Saved entries:
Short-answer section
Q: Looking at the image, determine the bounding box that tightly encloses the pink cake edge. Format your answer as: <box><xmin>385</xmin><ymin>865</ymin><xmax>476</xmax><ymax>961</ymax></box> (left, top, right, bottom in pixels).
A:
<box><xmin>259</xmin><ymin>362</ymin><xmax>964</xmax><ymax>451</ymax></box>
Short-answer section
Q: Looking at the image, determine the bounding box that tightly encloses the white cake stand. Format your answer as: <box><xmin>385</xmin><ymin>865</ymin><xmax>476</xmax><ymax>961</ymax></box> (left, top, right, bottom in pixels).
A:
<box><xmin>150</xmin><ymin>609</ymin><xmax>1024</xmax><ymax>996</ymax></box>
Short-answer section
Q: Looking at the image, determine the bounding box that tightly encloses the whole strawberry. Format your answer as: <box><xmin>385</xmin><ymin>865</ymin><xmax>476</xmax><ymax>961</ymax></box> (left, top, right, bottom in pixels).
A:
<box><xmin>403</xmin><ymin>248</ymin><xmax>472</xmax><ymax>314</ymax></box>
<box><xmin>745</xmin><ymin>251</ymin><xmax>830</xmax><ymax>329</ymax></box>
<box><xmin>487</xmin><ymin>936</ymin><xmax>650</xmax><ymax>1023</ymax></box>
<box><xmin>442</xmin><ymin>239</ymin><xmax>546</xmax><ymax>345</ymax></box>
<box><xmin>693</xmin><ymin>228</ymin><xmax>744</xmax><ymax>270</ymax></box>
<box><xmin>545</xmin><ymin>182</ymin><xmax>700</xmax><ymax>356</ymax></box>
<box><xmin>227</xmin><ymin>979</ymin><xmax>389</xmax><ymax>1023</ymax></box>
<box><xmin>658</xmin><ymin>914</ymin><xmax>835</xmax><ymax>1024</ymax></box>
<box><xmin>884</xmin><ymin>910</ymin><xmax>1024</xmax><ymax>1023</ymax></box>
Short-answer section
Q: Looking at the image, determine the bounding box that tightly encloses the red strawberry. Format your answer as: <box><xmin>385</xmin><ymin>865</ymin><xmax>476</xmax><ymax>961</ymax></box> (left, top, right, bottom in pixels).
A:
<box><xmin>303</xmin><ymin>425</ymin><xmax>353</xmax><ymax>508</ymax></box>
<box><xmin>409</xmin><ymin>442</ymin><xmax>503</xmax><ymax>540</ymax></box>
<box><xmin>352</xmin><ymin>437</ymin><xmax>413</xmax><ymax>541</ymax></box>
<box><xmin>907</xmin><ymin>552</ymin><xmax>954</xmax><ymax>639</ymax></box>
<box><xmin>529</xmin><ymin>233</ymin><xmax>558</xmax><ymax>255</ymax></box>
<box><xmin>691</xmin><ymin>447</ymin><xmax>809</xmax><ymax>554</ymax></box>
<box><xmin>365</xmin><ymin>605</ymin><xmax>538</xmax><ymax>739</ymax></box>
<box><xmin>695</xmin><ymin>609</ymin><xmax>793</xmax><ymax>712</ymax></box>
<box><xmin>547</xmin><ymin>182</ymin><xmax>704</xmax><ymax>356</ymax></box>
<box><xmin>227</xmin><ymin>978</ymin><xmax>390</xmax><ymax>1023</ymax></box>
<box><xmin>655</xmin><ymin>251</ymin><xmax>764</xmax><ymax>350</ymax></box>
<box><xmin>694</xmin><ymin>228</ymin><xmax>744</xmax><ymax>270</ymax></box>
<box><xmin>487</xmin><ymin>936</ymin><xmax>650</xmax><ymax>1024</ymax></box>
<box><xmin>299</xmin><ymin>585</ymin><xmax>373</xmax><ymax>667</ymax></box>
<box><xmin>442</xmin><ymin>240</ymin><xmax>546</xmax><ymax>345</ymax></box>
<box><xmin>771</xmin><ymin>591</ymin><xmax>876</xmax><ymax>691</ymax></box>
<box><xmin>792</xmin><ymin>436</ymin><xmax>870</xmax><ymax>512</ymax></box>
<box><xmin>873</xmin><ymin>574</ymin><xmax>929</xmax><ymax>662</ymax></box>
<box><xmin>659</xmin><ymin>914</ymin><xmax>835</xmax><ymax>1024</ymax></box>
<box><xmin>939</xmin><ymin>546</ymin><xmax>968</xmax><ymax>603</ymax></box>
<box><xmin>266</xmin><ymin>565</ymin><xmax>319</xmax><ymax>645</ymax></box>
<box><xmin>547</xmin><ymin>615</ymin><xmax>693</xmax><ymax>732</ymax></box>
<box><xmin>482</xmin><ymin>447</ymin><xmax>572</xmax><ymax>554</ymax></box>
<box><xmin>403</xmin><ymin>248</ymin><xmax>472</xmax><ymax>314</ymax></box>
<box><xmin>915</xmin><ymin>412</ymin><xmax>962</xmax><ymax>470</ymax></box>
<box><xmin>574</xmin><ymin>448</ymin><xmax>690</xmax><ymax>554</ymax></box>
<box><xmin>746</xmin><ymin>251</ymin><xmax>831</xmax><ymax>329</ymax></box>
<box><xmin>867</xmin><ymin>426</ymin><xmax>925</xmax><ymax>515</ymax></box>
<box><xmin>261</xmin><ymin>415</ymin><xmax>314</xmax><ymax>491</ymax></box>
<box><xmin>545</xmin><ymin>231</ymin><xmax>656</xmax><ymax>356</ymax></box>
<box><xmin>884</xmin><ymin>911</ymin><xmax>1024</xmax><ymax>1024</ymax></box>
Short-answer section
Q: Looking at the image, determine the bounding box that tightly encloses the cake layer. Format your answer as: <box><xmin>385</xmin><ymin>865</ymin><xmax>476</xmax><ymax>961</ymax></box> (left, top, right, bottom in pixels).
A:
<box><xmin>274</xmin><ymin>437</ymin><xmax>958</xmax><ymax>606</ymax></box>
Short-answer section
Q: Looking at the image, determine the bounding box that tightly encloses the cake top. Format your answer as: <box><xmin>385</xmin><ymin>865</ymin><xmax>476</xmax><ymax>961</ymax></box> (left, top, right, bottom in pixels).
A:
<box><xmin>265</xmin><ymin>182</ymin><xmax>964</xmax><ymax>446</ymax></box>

▶ **How to complete this task**:
Please copy out the records exactly as they appear.

▶ **Output**:
Short-answer section
Q: Looking at the image, determine the bounding box that tightly encloses the pink cake edge. Format your answer as: <box><xmin>385</xmin><ymin>865</ymin><xmax>476</xmax><ymax>961</ymax></box> (left, top, right, bottom in pixels).
A:
<box><xmin>259</xmin><ymin>362</ymin><xmax>964</xmax><ymax>451</ymax></box>
Short-answer section
Q: Looking at the image, determine the bounding box that tightly encloses the white cake stand. Format your answer as: <box><xmin>385</xmin><ymin>865</ymin><xmax>476</xmax><ymax>961</ymax></box> (left, top, right, bottom in pixels).
A:
<box><xmin>150</xmin><ymin>609</ymin><xmax>1024</xmax><ymax>996</ymax></box>
Short-answer section
Q: Looking at the image, determine the bounding box that tightly encloses the whole strawberry. Format your answer as: <box><xmin>385</xmin><ymin>865</ymin><xmax>476</xmax><ymax>961</ymax></box> (left, top, right, bottom in pixels).
A:
<box><xmin>403</xmin><ymin>248</ymin><xmax>472</xmax><ymax>314</ymax></box>
<box><xmin>745</xmin><ymin>251</ymin><xmax>830</xmax><ymax>329</ymax></box>
<box><xmin>487</xmin><ymin>936</ymin><xmax>650</xmax><ymax>1023</ymax></box>
<box><xmin>442</xmin><ymin>239</ymin><xmax>546</xmax><ymax>345</ymax></box>
<box><xmin>693</xmin><ymin>228</ymin><xmax>744</xmax><ymax>270</ymax></box>
<box><xmin>545</xmin><ymin>182</ymin><xmax>700</xmax><ymax>356</ymax></box>
<box><xmin>227</xmin><ymin>979</ymin><xmax>389</xmax><ymax>1023</ymax></box>
<box><xmin>658</xmin><ymin>914</ymin><xmax>835</xmax><ymax>1024</ymax></box>
<box><xmin>884</xmin><ymin>910</ymin><xmax>1024</xmax><ymax>1023</ymax></box>
Short-answer section
Q: Looking at the image, determine the bounding box that tightly encloses the red strawberry. Format your answer as: <box><xmin>385</xmin><ymin>865</ymin><xmax>476</xmax><ymax>961</ymax></box> (left, top, right, bottom in pixels).
A:
<box><xmin>303</xmin><ymin>425</ymin><xmax>353</xmax><ymax>508</ymax></box>
<box><xmin>409</xmin><ymin>442</ymin><xmax>503</xmax><ymax>540</ymax></box>
<box><xmin>352</xmin><ymin>437</ymin><xmax>413</xmax><ymax>541</ymax></box>
<box><xmin>907</xmin><ymin>552</ymin><xmax>954</xmax><ymax>639</ymax></box>
<box><xmin>529</xmin><ymin>233</ymin><xmax>558</xmax><ymax>255</ymax></box>
<box><xmin>691</xmin><ymin>447</ymin><xmax>809</xmax><ymax>554</ymax></box>
<box><xmin>365</xmin><ymin>605</ymin><xmax>538</xmax><ymax>739</ymax></box>
<box><xmin>695</xmin><ymin>609</ymin><xmax>793</xmax><ymax>712</ymax></box>
<box><xmin>547</xmin><ymin>182</ymin><xmax>704</xmax><ymax>356</ymax></box>
<box><xmin>227</xmin><ymin>978</ymin><xmax>390</xmax><ymax>1023</ymax></box>
<box><xmin>655</xmin><ymin>251</ymin><xmax>764</xmax><ymax>350</ymax></box>
<box><xmin>694</xmin><ymin>228</ymin><xmax>744</xmax><ymax>270</ymax></box>
<box><xmin>487</xmin><ymin>936</ymin><xmax>650</xmax><ymax>1024</ymax></box>
<box><xmin>299</xmin><ymin>585</ymin><xmax>373</xmax><ymax>667</ymax></box>
<box><xmin>442</xmin><ymin>240</ymin><xmax>546</xmax><ymax>345</ymax></box>
<box><xmin>771</xmin><ymin>591</ymin><xmax>876</xmax><ymax>691</ymax></box>
<box><xmin>792</xmin><ymin>436</ymin><xmax>870</xmax><ymax>512</ymax></box>
<box><xmin>873</xmin><ymin>574</ymin><xmax>929</xmax><ymax>662</ymax></box>
<box><xmin>659</xmin><ymin>914</ymin><xmax>835</xmax><ymax>1024</ymax></box>
<box><xmin>939</xmin><ymin>546</ymin><xmax>968</xmax><ymax>603</ymax></box>
<box><xmin>266</xmin><ymin>565</ymin><xmax>319</xmax><ymax>645</ymax></box>
<box><xmin>547</xmin><ymin>615</ymin><xmax>693</xmax><ymax>732</ymax></box>
<box><xmin>482</xmin><ymin>447</ymin><xmax>572</xmax><ymax>554</ymax></box>
<box><xmin>403</xmin><ymin>248</ymin><xmax>472</xmax><ymax>314</ymax></box>
<box><xmin>915</xmin><ymin>412</ymin><xmax>962</xmax><ymax>470</ymax></box>
<box><xmin>574</xmin><ymin>448</ymin><xmax>690</xmax><ymax>554</ymax></box>
<box><xmin>746</xmin><ymin>251</ymin><xmax>831</xmax><ymax>329</ymax></box>
<box><xmin>867</xmin><ymin>426</ymin><xmax>925</xmax><ymax>515</ymax></box>
<box><xmin>261</xmin><ymin>415</ymin><xmax>314</xmax><ymax>491</ymax></box>
<box><xmin>545</xmin><ymin>231</ymin><xmax>656</xmax><ymax>356</ymax></box>
<box><xmin>884</xmin><ymin>911</ymin><xmax>1024</xmax><ymax>1024</ymax></box>
Short-answer section
Q: Looking at the image, determine the bounding box that tightly encloses the cake layer. Format your answer as: <box><xmin>385</xmin><ymin>865</ymin><xmax>476</xmax><ymax>961</ymax></box> (left, top, right, bottom in pixels).
A:
<box><xmin>274</xmin><ymin>437</ymin><xmax>958</xmax><ymax>606</ymax></box>
Short-answer section
Q: Looking at the image, determine the bounding box that tightly encloses the cake top. Format your answer as: <box><xmin>385</xmin><ymin>865</ymin><xmax>476</xmax><ymax>961</ymax></box> (left, top, right, bottom in pixels).
A:
<box><xmin>265</xmin><ymin>182</ymin><xmax>964</xmax><ymax>446</ymax></box>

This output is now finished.